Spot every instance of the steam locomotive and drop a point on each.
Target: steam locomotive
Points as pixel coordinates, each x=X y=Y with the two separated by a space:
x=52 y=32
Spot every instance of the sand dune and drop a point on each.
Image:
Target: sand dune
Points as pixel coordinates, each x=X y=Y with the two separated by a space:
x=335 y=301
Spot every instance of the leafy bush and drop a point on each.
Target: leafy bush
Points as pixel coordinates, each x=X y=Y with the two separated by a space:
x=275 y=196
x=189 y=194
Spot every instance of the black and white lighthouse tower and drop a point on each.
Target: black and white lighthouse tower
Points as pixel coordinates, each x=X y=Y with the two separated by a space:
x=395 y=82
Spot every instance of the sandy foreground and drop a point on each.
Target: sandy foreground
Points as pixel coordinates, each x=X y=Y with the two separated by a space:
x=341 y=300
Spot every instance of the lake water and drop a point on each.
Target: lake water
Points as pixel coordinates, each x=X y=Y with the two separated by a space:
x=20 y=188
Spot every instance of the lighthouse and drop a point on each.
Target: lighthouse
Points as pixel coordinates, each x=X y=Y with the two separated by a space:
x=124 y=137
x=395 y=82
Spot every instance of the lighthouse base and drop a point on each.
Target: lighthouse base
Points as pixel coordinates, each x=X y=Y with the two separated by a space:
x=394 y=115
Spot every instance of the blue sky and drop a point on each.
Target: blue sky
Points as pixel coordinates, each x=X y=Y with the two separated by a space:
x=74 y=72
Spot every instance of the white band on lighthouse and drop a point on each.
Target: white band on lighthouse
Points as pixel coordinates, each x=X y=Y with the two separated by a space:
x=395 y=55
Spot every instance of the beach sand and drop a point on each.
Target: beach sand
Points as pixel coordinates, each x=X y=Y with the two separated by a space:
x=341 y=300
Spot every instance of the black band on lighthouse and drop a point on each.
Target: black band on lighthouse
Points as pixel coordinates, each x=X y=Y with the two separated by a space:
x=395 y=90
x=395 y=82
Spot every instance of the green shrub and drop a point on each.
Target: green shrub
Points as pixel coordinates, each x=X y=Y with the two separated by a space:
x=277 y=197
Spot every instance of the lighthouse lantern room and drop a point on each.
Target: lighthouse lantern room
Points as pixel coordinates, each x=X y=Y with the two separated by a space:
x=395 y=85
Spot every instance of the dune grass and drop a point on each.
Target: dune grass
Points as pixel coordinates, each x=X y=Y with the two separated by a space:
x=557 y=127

_Exercise instructions_: Render every line of the records above as a two-column Markdown table, headed "Row" and "Record line", with the lines numbered in order and blank lines omitted.

_Response_:
| Row | Record line |
|---|---|
| 1 | Spot every instance of the steam locomotive and drop a point on each. |
| 2 | Target: steam locomotive |
| 3 | Points as pixel coordinates, each x=X y=Y with the two separated by a space: |
| 4 | x=52 y=32 |
| 5 | Spot every instance of the sand dune and drop a point on each. |
| 6 | Image: |
| 7 | Target: sand dune |
| 8 | Points as pixel coordinates, each x=X y=Y with the two separated by a space: |
| 9 | x=335 y=301 |
| 10 | Spot every instance of the leafy bush and drop a point on each. |
| 11 | Target: leafy bush |
| 12 | Points as pixel coordinates, each x=X y=Y with the two separated by a space: |
| 13 | x=275 y=196 |
| 14 | x=189 y=194 |
| 15 | Spot every instance of the black and white lighthouse tower and drop a point on each. |
| 16 | Target: black and white lighthouse tower |
| 17 | Points as pixel coordinates, each x=X y=Y with the two separated by a space: |
| 18 | x=395 y=82 |
| 19 | Spot every instance of the sandy foreground and drop a point on each. |
| 20 | Target: sandy foreground |
| 21 | Points as pixel coordinates, each x=X y=Y with the two separated by a space: |
| 22 | x=341 y=300 |
| 23 | Spot every instance of the lake water and drop a point on each. |
| 24 | Target: lake water |
| 25 | Points as pixel coordinates, each x=X y=Y with the two separated by a space: |
| 26 | x=20 y=188 |
| 27 | Spot every instance of the lighthouse and drop a point on each. |
| 28 | Target: lighthouse |
| 29 | Points as pixel coordinates, each x=X y=Y with the two separated by a space: |
| 30 | x=124 y=137 |
| 31 | x=395 y=82 |
| 32 | Spot every instance of the lighthouse base and drop a point on each. |
| 33 | Target: lighthouse base |
| 34 | Points as pixel coordinates, each x=X y=Y with the two separated by a space: |
| 35 | x=394 y=115 |
| 36 | Spot every instance of the blue sky and drop a point on each. |
| 37 | Target: blue sky |
| 38 | Points as pixel coordinates, each x=X y=Y with the two separated by a space: |
| 39 | x=74 y=72 |
| 40 | Spot every instance of the white band on lighthouse and drop a point on each. |
| 41 | Target: white band on lighthouse |
| 42 | Points as pixel coordinates, each x=X y=Y with the two separated by a space: |
| 43 | x=395 y=55 |
| 44 | Spot every instance of the beach sand and drop a point on each. |
| 45 | Target: beach sand |
| 46 | Points as pixel coordinates, each x=X y=Y with the two separated by a space: |
| 47 | x=341 y=300 |
| 48 | Spot every instance of the black band on lighthouse and drop a point on each. |
| 49 | Target: black band on lighthouse |
| 50 | Points as pixel coordinates, each x=X y=Y with the two separated by a space: |
| 51 | x=395 y=90 |
| 52 | x=395 y=82 |
| 53 | Spot every instance of the green shrub and drop a point on each. |
| 54 | Target: green shrub |
| 55 | Points as pixel coordinates, each x=X y=Y with the two separated by a space: |
| 56 | x=277 y=197 |
| 57 | Spot every instance of the lighthouse lantern room and drop a point on each. |
| 58 | Target: lighthouse lantern room |
| 59 | Points as pixel coordinates, each x=X y=Y with the two separated by a space: |
| 60 | x=395 y=85 |
| 61 | Spot every instance of the dune grass and drop a point on each. |
| 62 | Target: dune grass |
| 63 | Points as pixel coordinates, each x=X y=Y with the two separated by a space: |
| 64 | x=557 y=127 |